» **Work instructions**:
A: According to the forum thread, what has the poster named confusedd stopped doing?
B: Reproduce the part of the forum thread that begins with the words containing "all coitus should" and ends with "Hijacking of thread..)".

Penetration... I would draw you a picture but my artistic skills are lacking.


----------



## crossbar

the guy said:


> besides thread jacking here can some one tell me what coitus means?


 Sex, intercourse, matress mambo, bumping uglys, doing the slipadeedipadee, getting freaky, hookin up.....


----------



## Dan Carruthers

kindi said:


> Dan,
> 
> I challenge you to find even one woman that doesn't think that the harder it is, the better it is.


---hmm 

"hard treatments" ...is what I used...it means the S & M strategies than what you are interpreting.

all coitus should be hard in its sense as it should be...women do like to be powerfully overhauled..n ruffled along with gentleness...I will call it Power with Love (or Eros)..not " hard treatments..".



---(No Hijacking of thread..)


----------



## confusedd

Thanks for all the advice so far guys. She won't be seeing the site, at least not from me.

I agree. She needs to own her mistake. I was abandoned too, and I never cheated or even considered it. She could have pulled the plug. She could have yelled, screamed, threatened divorce. She didn't. She cheated.

I've stopped gaming. But she still doesn't respect or show love to me. I fear that this means she is still having an affair or has had several. I've had a vasectomy so there is no worry about ME getting her pregnant.

Today has been an enlightening day. I still pray that all of you are wrong and I can some day come back and report that she told the whole truth, that she has committed to me and that we are back on the right track. I realize that is very unrealistic at this point, though.

Has anyone here ever had their marriage restored after something like this?

Part of a data file

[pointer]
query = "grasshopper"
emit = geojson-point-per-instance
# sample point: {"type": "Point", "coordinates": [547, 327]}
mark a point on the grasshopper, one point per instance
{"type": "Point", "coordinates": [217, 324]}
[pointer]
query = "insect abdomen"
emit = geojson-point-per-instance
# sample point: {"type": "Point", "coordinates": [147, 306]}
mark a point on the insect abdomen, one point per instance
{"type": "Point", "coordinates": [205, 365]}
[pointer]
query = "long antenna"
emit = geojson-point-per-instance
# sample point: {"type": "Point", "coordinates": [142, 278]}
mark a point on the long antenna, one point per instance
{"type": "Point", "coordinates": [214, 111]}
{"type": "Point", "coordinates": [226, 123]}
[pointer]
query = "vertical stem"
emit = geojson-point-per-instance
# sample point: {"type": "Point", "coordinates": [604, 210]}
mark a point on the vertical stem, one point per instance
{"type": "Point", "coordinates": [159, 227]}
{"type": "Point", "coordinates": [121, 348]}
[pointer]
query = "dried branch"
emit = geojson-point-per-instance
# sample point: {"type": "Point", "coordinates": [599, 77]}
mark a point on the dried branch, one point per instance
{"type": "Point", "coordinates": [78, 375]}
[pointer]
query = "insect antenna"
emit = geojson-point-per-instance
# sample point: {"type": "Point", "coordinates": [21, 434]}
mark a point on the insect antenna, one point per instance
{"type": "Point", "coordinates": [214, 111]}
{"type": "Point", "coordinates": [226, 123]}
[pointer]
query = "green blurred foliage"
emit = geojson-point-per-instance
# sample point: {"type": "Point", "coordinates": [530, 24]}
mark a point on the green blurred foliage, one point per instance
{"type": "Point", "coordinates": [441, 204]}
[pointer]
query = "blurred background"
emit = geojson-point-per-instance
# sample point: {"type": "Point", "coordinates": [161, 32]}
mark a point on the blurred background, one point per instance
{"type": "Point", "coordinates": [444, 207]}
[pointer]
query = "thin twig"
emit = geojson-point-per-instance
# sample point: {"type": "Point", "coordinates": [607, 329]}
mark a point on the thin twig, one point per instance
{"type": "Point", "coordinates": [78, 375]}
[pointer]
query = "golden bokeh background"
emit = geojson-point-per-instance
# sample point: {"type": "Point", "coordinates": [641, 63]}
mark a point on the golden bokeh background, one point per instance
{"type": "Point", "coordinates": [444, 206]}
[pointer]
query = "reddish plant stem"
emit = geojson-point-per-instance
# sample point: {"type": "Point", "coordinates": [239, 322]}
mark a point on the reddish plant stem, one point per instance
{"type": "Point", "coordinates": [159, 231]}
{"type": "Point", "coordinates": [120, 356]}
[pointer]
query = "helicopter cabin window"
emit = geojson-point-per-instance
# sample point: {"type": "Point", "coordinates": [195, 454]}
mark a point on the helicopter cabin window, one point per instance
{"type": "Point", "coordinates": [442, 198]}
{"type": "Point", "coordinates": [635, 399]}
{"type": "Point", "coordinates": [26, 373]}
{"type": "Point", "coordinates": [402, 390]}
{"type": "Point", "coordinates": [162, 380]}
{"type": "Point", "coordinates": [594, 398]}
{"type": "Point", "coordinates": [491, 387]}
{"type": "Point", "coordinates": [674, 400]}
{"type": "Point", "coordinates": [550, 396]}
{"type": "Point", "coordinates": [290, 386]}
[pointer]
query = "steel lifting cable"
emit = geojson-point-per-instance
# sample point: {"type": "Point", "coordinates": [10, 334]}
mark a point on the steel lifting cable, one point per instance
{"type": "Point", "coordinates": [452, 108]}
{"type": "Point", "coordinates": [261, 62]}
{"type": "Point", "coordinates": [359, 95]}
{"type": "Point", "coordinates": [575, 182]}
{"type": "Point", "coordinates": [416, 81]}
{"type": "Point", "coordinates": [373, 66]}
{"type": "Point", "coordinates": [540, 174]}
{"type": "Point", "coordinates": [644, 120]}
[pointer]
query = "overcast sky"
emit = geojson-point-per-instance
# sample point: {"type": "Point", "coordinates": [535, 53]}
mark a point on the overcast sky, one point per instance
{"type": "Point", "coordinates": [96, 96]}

» **Responses in order**:
A: Gaming.

B:
all coitus should be hard in its sense as it should be...women do like to be powerfully overhauled..n ruffled along with gentleness...I will call it Power with Love (or Eros)..not " hard treatments..".



---(No Hijacking of thread..)